* Extract to read *
United States District Court, D. Utah, Central Division

October 11, 2018

Entrata, Inc. a Delaware Corporation, Plaintiff,
Yardi Systems, Inc., a California Corporation, Defendant.

          Clark Waddoups, District Judge


          Brooke C. Wells, United States Magistrate Judge

         This matter is referred to the undersigned in accordance with 28 U.S.C. § 636 (b)(1)(A).[1]Pending before the undersigned are three motions: (1) Plaintiff Entrata, Inc.'s Emergency Motion for Short Form Discovery;[2] (2) Defendant Yardi Systems, Inc.'s Motion for Protective order;[3]and (3) Defendant Yardi's Motion to Compel Testimony of David Bateman.[4] The court addresses the first two motions below and addresses the sealed motion in a separate order.[5]

         Briefly, this case involves a bitter dispute between two software and technology companies, Entrata and Yardi. Each “sells various competing property management software products.”[6] These software products allow “owners and managers of multiple rental and lease units to better manage their rental properties by offering functionality to perform accounting and management tasks ….”[7] Entrata claims Yardi has engaged in a pattern of unfair, unlawful and anti-competitive actions against it and other competitors. The current dispute centers on discovery issues, which have been very prevalent throughout the history of this case.[8] In fact, a special master, Matthew Lalli, has now been appointed by the court to assist in the discovery process.[9]

         Before turning to the respective motions, the court notes the standards for discovery set forth in the Federal Rules. Rule 26(b)(1) provides:

Parties may obtain discovery regarding any nonprivileged matter that is relevant to any party's claim or defense and proportional to the needs of the case, considering the importance of the issues at stake in the action, the amount in controversy, the parties' relative access to relevant information, the parties' resources, the importance of the discovery in resolving the issues, and whether the burden or expense of the proposed discovery outweighs its likely benefit. Information within this scope of discovery need not be admissible in evidence to be discoverable.[10]

         I. Emergency Motion for Short Form Discovery for Urgent Relief Re Violation of Court Order

         On May 4, 2018, Magistrate Judge Warner granted Entrata's motion for an order requiring Yardi “to produce all data from its client relations management database (yCRM) that is responsive to Entrata's requests for production.”[11] The order stated “Yardi shall produce any yCRM data that is responsive to Entrata's requests for production within fourteen (14) days of the date of this order.”[12] Yardi claims it complied with that order. Entrata, however, contends there is still missing information. Specifically, Entrata seeks the immediate production of “all responsive data, including explaining all the fields in yCRM and how [Yardi] selected the data it produced.”[13] And, the specific identification of data by file names, fields, columns and rows that is responsive to each document request within the prior court-ordered production. Finally, Entrata seeks an award of fees and costs for bringing the motion.

* Written task 1 *
In the court order, who has the court appointed as special master to assist in the discovery process?
* Written task 2 *
Rewrite the rows with "pine tree trunk" changed to "oak tree trunk", leaving everything else as it is.
The court order above has no connection to the rows that follow.

* Data for the task *

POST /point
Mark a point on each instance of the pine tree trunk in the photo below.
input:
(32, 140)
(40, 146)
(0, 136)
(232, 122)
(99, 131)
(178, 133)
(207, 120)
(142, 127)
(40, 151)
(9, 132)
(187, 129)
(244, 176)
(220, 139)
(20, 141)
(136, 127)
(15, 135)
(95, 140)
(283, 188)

* Exercise response 1 *
Matthew Lalli

* Exercise response 2 *
POST /point
Mark a point on each instance of the oak tree trunk in the photo below.
input:
(32, 140)
(40, 146)
(0, 136)
(232, 122)
(99, 131)
(178, 133)
(207, 120)
(142, 127)
(40, 151)
(9, 132)
(187, 129)
(244, 176)
(220, 139)
(20, 141)
(136, 127)
(15, 135)
(95, 140)
(283, 188)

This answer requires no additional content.